---------- Material for this exercise ----------

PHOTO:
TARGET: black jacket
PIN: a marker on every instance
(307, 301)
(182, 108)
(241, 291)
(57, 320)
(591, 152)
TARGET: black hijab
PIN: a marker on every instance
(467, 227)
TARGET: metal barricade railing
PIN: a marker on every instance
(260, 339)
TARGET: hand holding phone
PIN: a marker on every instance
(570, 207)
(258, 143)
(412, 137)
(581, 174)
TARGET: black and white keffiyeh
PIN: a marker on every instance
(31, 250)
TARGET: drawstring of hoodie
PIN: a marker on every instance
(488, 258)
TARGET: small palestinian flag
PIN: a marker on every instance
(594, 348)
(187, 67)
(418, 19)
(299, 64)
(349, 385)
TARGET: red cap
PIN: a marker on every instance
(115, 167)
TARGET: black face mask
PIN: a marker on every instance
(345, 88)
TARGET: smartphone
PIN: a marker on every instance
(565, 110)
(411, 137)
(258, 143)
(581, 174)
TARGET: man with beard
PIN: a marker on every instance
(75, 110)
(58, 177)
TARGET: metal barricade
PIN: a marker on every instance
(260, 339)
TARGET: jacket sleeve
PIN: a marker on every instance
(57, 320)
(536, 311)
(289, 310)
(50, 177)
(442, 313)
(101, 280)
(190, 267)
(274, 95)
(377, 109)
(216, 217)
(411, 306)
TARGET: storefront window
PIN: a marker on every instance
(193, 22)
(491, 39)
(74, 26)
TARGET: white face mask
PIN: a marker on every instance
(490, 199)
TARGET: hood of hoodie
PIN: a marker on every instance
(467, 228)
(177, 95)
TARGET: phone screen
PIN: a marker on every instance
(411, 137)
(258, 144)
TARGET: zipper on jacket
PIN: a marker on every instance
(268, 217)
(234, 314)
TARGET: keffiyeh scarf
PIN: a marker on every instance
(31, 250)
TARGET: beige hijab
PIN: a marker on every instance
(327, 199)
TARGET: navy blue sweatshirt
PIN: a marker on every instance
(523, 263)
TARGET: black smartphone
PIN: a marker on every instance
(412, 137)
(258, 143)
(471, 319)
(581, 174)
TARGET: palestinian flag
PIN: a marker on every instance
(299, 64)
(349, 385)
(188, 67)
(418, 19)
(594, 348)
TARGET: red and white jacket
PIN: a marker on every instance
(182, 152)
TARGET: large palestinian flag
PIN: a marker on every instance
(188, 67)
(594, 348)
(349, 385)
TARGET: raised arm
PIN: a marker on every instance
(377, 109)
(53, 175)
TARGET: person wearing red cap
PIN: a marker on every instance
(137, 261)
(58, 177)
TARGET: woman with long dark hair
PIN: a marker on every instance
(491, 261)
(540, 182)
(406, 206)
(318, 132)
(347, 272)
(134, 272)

----------
---------- Material for this exercise ----------

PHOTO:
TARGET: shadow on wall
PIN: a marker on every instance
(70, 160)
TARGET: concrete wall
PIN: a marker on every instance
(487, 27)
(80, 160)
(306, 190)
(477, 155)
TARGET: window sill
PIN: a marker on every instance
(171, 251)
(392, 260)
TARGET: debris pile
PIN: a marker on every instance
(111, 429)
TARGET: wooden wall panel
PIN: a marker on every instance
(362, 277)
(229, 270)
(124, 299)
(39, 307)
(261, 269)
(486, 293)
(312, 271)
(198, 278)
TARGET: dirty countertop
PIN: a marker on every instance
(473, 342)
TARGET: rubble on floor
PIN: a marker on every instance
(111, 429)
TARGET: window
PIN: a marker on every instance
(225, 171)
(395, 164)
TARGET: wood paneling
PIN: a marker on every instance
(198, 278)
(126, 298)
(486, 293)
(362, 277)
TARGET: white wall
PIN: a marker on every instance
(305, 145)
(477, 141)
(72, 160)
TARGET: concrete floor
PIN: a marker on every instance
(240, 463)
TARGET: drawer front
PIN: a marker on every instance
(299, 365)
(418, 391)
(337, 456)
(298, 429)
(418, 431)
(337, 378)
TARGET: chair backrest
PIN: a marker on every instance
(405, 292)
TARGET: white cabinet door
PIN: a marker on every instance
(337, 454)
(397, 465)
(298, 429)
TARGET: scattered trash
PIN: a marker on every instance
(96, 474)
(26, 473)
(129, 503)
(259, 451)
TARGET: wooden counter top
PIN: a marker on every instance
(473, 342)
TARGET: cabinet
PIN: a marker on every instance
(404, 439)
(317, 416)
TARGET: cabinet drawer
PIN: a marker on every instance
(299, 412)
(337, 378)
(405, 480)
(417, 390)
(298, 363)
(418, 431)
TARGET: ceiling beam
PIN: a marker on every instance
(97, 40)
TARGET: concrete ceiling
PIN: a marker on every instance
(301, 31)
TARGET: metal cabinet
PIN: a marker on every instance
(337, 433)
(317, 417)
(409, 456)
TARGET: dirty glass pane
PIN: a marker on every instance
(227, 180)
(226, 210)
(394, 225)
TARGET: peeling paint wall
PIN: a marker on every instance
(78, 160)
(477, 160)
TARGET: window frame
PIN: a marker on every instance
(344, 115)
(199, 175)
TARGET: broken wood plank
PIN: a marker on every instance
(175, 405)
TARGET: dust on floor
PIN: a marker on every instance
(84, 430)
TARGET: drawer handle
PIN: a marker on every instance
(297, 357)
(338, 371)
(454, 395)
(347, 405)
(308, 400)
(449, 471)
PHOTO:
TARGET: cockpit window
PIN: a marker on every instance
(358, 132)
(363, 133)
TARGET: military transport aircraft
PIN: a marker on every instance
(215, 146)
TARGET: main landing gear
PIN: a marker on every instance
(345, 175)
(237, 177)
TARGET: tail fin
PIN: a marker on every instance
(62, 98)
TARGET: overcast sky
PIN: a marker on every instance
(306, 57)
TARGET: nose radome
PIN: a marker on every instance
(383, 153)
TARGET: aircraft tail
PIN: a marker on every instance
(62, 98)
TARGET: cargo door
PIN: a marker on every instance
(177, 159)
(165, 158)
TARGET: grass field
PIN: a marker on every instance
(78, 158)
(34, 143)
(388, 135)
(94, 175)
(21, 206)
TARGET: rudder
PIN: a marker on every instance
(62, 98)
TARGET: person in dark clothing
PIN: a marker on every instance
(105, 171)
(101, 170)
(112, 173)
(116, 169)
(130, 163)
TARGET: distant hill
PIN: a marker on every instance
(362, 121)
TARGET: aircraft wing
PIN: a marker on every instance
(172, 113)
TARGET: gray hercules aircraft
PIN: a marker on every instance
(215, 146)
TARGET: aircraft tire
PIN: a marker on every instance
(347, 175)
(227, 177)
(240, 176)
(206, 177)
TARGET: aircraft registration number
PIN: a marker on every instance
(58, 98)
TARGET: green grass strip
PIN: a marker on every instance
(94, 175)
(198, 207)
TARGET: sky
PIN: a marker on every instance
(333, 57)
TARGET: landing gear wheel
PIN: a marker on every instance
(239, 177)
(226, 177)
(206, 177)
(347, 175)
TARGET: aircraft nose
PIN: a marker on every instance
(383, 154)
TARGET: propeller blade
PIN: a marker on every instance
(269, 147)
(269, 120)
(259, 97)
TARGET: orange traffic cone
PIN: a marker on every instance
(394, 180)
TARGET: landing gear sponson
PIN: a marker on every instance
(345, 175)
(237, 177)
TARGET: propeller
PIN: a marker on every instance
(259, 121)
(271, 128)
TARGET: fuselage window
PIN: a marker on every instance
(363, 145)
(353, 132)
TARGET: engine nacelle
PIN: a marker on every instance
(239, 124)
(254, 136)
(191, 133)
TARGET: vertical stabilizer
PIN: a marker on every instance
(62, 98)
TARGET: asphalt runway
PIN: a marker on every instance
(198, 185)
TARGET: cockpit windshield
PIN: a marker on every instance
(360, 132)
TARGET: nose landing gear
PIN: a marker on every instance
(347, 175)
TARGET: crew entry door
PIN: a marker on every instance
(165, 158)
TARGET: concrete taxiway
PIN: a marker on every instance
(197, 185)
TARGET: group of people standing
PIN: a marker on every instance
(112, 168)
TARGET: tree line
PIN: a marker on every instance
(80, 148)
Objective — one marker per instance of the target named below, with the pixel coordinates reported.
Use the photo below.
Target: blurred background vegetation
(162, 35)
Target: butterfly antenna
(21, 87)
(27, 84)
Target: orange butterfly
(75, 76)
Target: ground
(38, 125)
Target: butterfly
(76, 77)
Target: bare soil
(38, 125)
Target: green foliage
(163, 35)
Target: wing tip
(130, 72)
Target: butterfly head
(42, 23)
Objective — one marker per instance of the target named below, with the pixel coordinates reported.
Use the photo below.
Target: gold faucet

----------

**Goal of the exercise**: Reproduce the records from the line with "Target: orange butterfly" up to and including the line with "Target: gold faucet", substituting "moth" for "butterfly" and leaving everything else unchanged.

**Task output**:
Target: orange moth
(75, 76)
Target: ground
(38, 125)
Target: moth
(76, 77)
Target: bare soil
(38, 125)
Target: green foliage
(163, 35)
Target: wing tip
(130, 72)
Target: moth head
(42, 23)
Objective — one marker per instance of the target named below, with the pixel coordinates reported.
Use the photo below.
Target: gold faucet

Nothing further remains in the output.